Set down the data below once more, precisely as it reads.

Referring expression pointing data
^^^^^^^^^^^^^^^^

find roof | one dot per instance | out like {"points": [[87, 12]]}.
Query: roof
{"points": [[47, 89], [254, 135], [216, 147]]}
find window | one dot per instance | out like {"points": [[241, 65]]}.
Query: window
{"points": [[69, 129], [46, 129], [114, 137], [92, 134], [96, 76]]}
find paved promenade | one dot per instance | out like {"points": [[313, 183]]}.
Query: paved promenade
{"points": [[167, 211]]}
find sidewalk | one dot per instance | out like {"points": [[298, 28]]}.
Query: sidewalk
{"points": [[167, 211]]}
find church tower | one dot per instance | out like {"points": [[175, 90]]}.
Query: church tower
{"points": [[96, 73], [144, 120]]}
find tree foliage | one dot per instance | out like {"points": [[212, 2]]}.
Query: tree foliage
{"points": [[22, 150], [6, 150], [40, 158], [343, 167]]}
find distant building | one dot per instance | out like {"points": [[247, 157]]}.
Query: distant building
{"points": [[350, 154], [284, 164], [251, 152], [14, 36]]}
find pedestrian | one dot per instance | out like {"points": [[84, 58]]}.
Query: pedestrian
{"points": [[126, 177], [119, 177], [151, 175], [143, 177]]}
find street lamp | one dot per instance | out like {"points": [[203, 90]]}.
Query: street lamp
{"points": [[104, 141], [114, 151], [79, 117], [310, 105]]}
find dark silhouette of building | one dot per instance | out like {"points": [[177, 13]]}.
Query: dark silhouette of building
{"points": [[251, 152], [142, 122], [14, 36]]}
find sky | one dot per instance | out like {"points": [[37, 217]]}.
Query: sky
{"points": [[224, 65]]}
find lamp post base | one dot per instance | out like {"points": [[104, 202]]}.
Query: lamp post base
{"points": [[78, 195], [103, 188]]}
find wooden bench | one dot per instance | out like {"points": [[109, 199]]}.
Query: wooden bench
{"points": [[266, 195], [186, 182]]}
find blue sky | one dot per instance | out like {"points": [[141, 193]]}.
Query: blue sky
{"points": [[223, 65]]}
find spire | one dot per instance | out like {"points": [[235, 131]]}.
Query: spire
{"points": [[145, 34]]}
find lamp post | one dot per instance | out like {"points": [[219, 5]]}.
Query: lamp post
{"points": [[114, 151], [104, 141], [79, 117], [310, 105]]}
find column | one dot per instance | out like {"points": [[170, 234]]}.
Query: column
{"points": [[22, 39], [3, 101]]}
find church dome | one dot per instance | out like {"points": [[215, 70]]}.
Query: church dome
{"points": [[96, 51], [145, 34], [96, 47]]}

^^^^^^^^^^^^^^^^

* Answer to the problem
find roof | one dot per instance | out like {"points": [[87, 12]]}.
Query: roof
{"points": [[47, 89], [254, 135], [216, 147]]}
find window | one dot per instance | out like {"points": [[241, 65]]}.
Query: window
{"points": [[69, 129], [46, 129], [114, 137], [92, 134], [96, 76]]}
find paved promenade | one dot per instance | out like {"points": [[313, 183]]}.
Query: paved promenade
{"points": [[167, 211]]}
find sidewalk | one dot per instance | out like {"points": [[298, 28]]}.
Query: sidewalk
{"points": [[167, 211]]}
find church tower | one dot per instance | out like {"points": [[175, 90]]}.
Query: church tower
{"points": [[96, 73], [144, 120]]}
find tree foliage | one dot per instance | out like {"points": [[212, 2]]}.
Query: tree foliage
{"points": [[22, 150], [6, 150], [40, 158], [343, 167]]}
find distant building | one dot per instance | out like {"points": [[247, 157]]}.
Query: distant building
{"points": [[350, 154], [284, 164], [251, 152], [14, 36]]}
find pedestrian | one dot per instance | out like {"points": [[84, 58]]}.
Query: pedestrian
{"points": [[126, 177], [119, 177], [151, 175], [143, 177]]}
find street lamp | one dot per instance | out like {"points": [[203, 90]]}.
Query: street lamp
{"points": [[104, 141], [114, 151], [79, 117], [310, 105]]}
find dark silhouette of building | one dot per instance | out like {"points": [[177, 13]]}.
Query: dark silhouette of building
{"points": [[251, 152], [142, 122], [14, 36]]}
find sky | one dot per instance | out like {"points": [[37, 217]]}.
Query: sky
{"points": [[224, 65]]}
find lamp post base | one dot per instance | out like {"points": [[104, 202]]}.
Query: lamp post base
{"points": [[78, 195], [103, 188]]}
find wooden bench | one dot per instance | out like {"points": [[109, 199]]}.
Query: wooden bench
{"points": [[266, 195], [186, 182]]}
find blue sky | one dot per instance | out like {"points": [[141, 193]]}.
Query: blue sky
{"points": [[223, 65]]}
find spire | one dot per instance | out like {"points": [[235, 131]]}.
Query: spire
{"points": [[145, 34]]}
find lamp post | one dot per instance | out like {"points": [[219, 5]]}.
Query: lamp post
{"points": [[114, 151], [104, 141], [79, 117], [310, 105]]}
find column | one dot per instance | out like {"points": [[170, 234]]}.
Query: column
{"points": [[22, 39], [3, 101]]}
find church dome | one dot per instance | out like {"points": [[215, 70]]}.
Query: church dome
{"points": [[96, 51], [145, 34], [96, 47]]}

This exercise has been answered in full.